Thread: tableam scan-API patch broke foreign key validation

tableam scan-API patch broke foreign key validation

From

Tom Lane

Date:

06 April 2019, 18:07:55

It seems that the fire-the-triggers code path in
validateForeignKeyConstraint isn't being exercised; at least, that's
what coverage.postgresql.org says right now, and I'm afraid that may
have been true for quite some time.  The attached regression-test
addition causes it to be exercised, and guess what: it blows up real
good.

This is a slightly adapted version of the test Hadi proposed in
https://postgr.es/m/CAK=1=WonwcuN_0KiZwQO3SQxse41jZ5hOJRpFCvZ3qa8n9cssw@mail.gmail.com
Since he didn't mention anything about core dumps or assertion
failures, one assumes that it did work as of the version he was
testing against.

What it looks like to me is that because of this hunk in c2fe139c2:

@@ -8962,7 +8981,8 @@ validateForeignKeyConstraint(char *conname,
         trigdata.type = T_TriggerData;
         trigdata.tg_event = TRIGGER_EVENT_INSERT | TRIGGER_EVENT_ROW;
         trigdata.tg_relation = rel;
-        trigdata.tg_trigtuple = tuple;
+        trigdata.tg_trigtuple = ExecFetchSlotHeapTuple(slot, true, NULL);
+        trigdata.tg_trigslot = slot;
         trigdata.tg_newtuple = NULL;
         trigdata.tg_trigger = &trig;

validateForeignKeyConstraint asks ExecFetchSlotHeapTuple to materialize
the tuple, which causes it to no longer be associated with a buffer,
which causes heapam_tuple_satisfies_snapshot to be very unhappy.

• Rows
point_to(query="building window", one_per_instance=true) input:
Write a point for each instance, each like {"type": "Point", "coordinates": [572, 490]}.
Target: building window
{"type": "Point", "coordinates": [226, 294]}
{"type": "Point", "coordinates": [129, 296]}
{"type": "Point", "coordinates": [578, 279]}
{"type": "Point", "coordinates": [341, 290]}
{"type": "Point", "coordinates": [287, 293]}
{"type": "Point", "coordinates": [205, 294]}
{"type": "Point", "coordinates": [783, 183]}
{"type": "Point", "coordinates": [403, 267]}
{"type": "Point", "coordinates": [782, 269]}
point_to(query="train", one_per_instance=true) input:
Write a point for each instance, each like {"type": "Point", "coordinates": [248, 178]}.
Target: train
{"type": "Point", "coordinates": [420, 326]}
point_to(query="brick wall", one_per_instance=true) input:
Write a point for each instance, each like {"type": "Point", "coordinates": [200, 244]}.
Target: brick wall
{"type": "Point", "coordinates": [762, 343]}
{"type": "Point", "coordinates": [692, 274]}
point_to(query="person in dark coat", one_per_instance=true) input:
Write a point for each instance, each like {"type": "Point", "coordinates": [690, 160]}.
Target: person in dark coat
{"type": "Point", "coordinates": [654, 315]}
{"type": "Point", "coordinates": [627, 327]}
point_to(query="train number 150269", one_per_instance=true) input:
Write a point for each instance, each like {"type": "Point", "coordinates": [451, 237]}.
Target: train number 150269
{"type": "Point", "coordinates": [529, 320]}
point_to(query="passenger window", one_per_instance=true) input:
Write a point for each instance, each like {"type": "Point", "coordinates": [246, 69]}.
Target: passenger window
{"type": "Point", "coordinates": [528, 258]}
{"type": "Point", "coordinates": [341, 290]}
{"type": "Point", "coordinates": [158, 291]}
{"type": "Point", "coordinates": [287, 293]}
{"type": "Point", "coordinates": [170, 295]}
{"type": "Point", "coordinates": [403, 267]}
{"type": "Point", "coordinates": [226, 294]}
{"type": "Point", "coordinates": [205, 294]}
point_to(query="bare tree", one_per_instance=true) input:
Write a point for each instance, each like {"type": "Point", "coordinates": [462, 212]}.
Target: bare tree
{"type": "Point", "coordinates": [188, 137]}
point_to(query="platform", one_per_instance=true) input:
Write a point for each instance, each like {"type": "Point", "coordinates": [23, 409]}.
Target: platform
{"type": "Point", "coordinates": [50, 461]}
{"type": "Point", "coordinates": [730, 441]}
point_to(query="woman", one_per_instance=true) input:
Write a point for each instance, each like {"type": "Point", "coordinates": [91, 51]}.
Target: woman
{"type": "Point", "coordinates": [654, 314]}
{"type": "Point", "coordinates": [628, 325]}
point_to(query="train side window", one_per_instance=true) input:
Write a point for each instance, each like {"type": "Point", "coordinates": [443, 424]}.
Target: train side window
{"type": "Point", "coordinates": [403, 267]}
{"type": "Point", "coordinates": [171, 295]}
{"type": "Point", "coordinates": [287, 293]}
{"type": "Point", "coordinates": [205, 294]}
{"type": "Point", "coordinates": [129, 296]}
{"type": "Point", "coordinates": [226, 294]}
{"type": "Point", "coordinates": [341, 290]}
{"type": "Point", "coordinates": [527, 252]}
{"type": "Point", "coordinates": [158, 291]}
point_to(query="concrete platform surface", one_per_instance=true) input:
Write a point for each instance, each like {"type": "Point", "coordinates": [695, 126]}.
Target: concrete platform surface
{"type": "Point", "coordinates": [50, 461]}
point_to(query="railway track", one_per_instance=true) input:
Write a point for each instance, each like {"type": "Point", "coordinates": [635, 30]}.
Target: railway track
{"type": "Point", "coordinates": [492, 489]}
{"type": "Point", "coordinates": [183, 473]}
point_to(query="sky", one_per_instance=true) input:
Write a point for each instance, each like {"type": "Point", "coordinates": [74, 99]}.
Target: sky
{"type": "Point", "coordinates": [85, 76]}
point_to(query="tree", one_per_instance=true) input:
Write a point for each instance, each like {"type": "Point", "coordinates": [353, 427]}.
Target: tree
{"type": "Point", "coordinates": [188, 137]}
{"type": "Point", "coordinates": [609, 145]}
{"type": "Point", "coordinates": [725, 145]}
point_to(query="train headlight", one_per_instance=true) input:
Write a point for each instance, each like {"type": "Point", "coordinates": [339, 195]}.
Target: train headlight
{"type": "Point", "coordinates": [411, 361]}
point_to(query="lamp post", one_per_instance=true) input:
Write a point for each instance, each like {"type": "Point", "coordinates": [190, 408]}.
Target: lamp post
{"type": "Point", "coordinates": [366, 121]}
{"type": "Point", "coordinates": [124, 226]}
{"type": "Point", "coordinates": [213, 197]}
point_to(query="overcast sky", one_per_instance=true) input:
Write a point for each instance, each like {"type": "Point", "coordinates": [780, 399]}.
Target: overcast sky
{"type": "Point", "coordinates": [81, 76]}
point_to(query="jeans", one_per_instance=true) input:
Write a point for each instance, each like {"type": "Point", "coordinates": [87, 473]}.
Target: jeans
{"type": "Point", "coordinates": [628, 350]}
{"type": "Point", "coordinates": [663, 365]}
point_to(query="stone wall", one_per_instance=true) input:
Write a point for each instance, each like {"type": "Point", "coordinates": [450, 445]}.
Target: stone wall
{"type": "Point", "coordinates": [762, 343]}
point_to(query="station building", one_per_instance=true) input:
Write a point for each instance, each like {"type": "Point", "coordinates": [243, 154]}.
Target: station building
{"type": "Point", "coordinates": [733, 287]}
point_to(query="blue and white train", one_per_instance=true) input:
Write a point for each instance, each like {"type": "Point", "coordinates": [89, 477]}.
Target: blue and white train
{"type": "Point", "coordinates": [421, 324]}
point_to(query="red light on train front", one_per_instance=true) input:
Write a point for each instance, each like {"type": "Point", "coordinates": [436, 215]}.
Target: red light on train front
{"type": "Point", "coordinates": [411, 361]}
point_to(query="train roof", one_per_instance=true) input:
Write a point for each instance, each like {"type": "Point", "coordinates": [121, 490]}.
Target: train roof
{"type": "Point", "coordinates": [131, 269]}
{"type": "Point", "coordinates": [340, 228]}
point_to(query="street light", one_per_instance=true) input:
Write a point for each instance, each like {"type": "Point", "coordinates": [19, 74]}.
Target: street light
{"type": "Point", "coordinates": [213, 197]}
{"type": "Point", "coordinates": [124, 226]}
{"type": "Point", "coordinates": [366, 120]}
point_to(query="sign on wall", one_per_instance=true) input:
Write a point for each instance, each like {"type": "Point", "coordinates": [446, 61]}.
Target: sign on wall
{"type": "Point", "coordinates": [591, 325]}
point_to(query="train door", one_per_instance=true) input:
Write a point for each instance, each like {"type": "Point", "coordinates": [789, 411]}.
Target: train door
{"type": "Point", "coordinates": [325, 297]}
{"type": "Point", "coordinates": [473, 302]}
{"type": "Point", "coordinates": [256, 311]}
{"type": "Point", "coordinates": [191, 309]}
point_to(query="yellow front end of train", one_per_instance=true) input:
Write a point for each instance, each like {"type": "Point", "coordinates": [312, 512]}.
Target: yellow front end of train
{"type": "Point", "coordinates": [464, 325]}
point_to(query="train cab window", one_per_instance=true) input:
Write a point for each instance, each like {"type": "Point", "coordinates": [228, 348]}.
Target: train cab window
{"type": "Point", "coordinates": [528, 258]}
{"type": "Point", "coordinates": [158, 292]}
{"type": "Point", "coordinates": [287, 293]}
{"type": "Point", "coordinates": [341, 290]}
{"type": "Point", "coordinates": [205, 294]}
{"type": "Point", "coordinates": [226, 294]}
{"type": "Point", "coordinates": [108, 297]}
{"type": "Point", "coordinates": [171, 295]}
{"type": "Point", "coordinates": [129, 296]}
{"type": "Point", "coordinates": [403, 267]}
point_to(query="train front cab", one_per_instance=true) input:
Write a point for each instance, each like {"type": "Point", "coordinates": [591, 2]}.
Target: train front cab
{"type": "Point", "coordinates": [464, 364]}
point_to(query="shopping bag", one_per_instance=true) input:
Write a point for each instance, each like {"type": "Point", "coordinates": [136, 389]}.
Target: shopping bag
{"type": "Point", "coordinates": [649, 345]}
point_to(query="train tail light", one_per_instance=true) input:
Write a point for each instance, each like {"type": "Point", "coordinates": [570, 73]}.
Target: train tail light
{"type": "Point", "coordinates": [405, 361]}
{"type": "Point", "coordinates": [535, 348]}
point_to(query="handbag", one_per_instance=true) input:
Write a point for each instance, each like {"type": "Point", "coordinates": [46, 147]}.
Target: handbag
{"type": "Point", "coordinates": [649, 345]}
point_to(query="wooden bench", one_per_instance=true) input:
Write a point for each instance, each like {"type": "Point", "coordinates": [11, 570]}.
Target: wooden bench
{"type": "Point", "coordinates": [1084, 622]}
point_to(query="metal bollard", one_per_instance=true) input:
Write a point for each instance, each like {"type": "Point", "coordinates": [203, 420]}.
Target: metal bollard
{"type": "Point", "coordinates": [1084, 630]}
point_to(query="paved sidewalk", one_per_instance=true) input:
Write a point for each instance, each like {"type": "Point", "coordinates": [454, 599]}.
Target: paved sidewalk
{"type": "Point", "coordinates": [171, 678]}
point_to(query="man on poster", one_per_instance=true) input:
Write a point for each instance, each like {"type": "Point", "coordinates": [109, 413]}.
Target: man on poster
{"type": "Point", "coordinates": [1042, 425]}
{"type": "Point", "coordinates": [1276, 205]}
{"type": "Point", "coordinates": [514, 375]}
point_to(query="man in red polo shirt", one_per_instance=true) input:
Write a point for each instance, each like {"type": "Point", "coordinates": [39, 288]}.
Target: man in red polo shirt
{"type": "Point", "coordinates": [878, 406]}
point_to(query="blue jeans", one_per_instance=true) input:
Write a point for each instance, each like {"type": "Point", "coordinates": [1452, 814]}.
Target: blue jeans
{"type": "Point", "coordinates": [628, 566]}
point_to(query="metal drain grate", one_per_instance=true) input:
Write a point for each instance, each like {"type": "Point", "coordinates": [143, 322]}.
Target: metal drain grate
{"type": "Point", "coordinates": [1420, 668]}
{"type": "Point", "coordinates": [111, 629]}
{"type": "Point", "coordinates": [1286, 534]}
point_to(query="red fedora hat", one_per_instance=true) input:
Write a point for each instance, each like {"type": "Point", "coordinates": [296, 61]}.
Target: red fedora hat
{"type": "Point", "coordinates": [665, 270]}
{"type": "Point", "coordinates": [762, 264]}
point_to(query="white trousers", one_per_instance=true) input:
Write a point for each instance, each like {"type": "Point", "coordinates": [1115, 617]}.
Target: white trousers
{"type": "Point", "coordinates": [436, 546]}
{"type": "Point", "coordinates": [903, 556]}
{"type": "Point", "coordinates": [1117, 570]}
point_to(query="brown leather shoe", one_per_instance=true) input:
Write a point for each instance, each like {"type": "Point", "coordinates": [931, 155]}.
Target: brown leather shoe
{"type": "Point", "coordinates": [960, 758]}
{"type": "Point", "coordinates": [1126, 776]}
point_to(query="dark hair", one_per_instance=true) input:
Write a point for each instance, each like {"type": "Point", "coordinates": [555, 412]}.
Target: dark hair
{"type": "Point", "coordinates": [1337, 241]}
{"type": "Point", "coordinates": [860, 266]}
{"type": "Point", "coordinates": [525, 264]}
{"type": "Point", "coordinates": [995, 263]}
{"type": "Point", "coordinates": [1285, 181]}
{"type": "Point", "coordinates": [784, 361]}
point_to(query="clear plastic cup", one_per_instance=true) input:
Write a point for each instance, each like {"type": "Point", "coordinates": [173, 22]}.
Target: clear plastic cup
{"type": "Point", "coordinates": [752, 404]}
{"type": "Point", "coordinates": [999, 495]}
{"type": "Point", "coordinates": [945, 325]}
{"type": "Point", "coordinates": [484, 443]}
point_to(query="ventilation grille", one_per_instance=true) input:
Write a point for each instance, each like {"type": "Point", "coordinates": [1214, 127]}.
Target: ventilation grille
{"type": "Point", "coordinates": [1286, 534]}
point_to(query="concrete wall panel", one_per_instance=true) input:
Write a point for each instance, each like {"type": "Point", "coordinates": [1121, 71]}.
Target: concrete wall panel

• Set tasks
#1 Repeat everything in the post about foreign key validation from "validateForeignKeyConstraint asks ExecFetchSlotHeapTuple" down to "be very unhappy.".
#2 Pull out each line of the listing that contains the string "coat".
The listing has no connection to the post about foreign key validation.

• Outputs in order
#1
validateForeignKeyConstraint asks ExecFetchSlotHeapTuple to materialize
the tuple, which causes it to no longer be associated with a buffer,
which causes heapam_tuple_satisfies_snapshot to be very unhappy.

#2
point_to(query="person in dark coat", one_per_instance=true) input:
Target: person in dark coat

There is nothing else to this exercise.